▶ **Задание**
Назовите всех писателей, которые, согласно исходному тексту, серьезно работали с кошмаром.

Шрифт:
Зеркало зримо дополняет дежавю, чтобы подчеркнуть, сколь зыбка, насквозь проходима и прозрачна грань между литературной реальностью и кошмаром. Повторы и кружения множатся, отраженнные в зеркалах и в пророчествах героя, ибо все происходящее, от первого до последнего момента, «герой правдивейшей повести» «давно уже предчувствовал».
Бесспорно, тема двойничества, копии и оригинала, и философская традиция, стоявшая за этой антиномией, была известна Достоевскому, вполне возможно, унаследовавшему ее от романтиков. Она постоянно звучит в поэме [323]: потом ее многократно отразят в своих научных трудах исследователи творчества писателя. Но и зеркала, и отражения в поэме играли сугубо подчиненную, а не самостоятельную роль. Повторения слов и действий, кружений в пространстве и обращений во времени создают эффект дежавю, ошеломляющий и читателя, и критика. Дежавю превращается в необходимый художественный прием, важный элемент гипнотики текста, без которого автор не смог бы осуществить свой удивительный замысел.
Дежавю Наташи Ростовой
Фигура круга, образ засасывающего вращения с точкой в центре, выпадение из линейной темпоральности, которое сознание переживает как бегство или погоню, — таковы важнейшие черты кошмара. Не потому ли фигура круга считалась магической, что она ярче всего напоминает кошмар? Убыстряющееся кружение помогало шаману или колдуну симулировать переживание кошмара, которое они принимали за колдовство, точно так же, как оно помогает впадать в состояние транса современным сновидцам, практикующим осознанные сновидения.
Но круг — это еще и та художественная форма, которую авторы, пишущие о кошмаре, выбирают для своего повествования. Практически все те писатели, кто серьезно работал с кошмаром — и не только Достоевский, но и Метьюрин, Гоголь, Лавкрафт, Пелевин, — испытали в своем творчестве силу круга и не избежали соблазна воспроизвести его в своем тексте, превратить его в основу композиции. Их тяга к кругу объяснима еще и тем, что все они вели упорную борьбу за то, чтобы максимально сжать хронологические рамки повествования и по возможности — вообще изъять из него хронологическую упорядоченность рассказа. Ибо так они передавали опыт темпоральности кошмара.

▶ **Раздел данных**
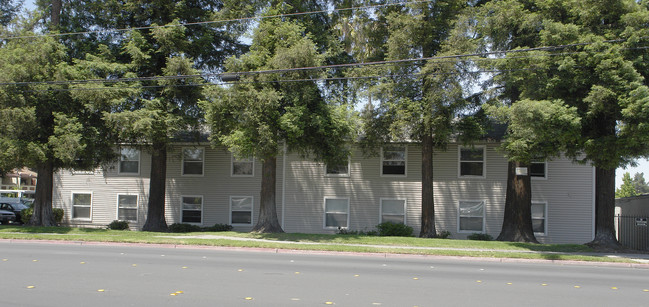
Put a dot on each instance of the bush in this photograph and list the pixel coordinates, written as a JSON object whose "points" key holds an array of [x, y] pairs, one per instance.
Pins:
{"points": [[118, 225], [218, 227], [180, 227], [390, 229], [444, 234], [480, 237]]}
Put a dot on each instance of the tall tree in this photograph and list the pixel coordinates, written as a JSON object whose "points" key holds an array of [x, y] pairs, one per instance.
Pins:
{"points": [[166, 56], [255, 118]]}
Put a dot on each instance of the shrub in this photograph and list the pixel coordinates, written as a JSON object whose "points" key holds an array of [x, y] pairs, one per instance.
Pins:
{"points": [[118, 225], [390, 229], [480, 237], [180, 227], [444, 234], [218, 227]]}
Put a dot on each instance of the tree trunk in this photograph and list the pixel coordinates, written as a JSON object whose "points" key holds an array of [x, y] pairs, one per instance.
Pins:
{"points": [[517, 222], [155, 218], [604, 210], [427, 202], [267, 221], [43, 215]]}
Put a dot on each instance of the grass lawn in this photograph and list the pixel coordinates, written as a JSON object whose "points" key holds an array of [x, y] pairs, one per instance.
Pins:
{"points": [[297, 241]]}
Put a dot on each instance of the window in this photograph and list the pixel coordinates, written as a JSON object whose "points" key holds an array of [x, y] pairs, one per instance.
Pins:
{"points": [[338, 170], [243, 167], [393, 160], [241, 210], [538, 217], [193, 161], [336, 213], [129, 161], [538, 169], [471, 216], [472, 162], [81, 205], [127, 207], [393, 210], [192, 209]]}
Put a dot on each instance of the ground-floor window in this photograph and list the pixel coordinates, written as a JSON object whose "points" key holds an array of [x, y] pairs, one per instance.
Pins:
{"points": [[241, 210], [471, 216], [127, 208], [393, 210], [81, 205], [336, 213], [192, 209], [538, 217]]}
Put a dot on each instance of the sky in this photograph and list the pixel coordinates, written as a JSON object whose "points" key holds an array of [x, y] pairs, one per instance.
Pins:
{"points": [[643, 164]]}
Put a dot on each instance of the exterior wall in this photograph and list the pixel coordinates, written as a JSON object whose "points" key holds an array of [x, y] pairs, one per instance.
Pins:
{"points": [[567, 192]]}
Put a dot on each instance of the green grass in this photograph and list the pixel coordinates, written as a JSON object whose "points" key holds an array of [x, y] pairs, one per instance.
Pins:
{"points": [[340, 243]]}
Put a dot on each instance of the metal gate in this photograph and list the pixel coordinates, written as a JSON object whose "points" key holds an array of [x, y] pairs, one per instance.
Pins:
{"points": [[633, 231]]}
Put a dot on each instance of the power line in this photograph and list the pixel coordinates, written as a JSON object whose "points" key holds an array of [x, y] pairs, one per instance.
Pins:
{"points": [[217, 21], [484, 56]]}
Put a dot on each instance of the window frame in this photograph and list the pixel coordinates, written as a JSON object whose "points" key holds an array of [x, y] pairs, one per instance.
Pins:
{"points": [[545, 218], [139, 160], [545, 170], [460, 216], [252, 210], [137, 206], [72, 205], [460, 161], [405, 160], [405, 209], [347, 174], [202, 161], [248, 160], [324, 209], [182, 209]]}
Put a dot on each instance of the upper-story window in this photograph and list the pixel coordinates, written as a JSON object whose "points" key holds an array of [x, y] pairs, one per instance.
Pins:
{"points": [[538, 169], [129, 161], [472, 161], [193, 161], [338, 170], [243, 167], [393, 160]]}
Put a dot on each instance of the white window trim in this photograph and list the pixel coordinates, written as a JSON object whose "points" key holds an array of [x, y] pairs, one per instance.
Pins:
{"points": [[324, 211], [484, 162], [252, 210], [182, 209], [182, 165], [339, 175], [232, 160], [545, 218], [545, 162], [72, 205], [139, 163], [405, 209], [484, 215], [405, 160], [137, 206]]}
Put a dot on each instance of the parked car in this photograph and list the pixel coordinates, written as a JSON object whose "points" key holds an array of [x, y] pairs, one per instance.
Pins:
{"points": [[7, 217], [16, 208]]}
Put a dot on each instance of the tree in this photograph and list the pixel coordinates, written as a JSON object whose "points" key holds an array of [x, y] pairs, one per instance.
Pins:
{"points": [[47, 126], [167, 56], [255, 118], [627, 189]]}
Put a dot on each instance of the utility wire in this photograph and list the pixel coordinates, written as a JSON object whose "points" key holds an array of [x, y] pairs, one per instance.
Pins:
{"points": [[484, 56], [217, 21]]}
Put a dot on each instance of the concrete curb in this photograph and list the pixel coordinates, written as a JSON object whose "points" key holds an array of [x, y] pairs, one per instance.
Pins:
{"points": [[317, 252]]}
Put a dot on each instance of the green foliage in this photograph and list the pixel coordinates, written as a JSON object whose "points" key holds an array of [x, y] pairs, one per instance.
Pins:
{"points": [[390, 229], [480, 237], [118, 225]]}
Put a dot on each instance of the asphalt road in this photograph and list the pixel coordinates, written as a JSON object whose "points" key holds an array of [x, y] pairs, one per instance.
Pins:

▶ **Ответ**
Достоевский, Метьюрин, Гоголь, Лавкрафт, Пелевин.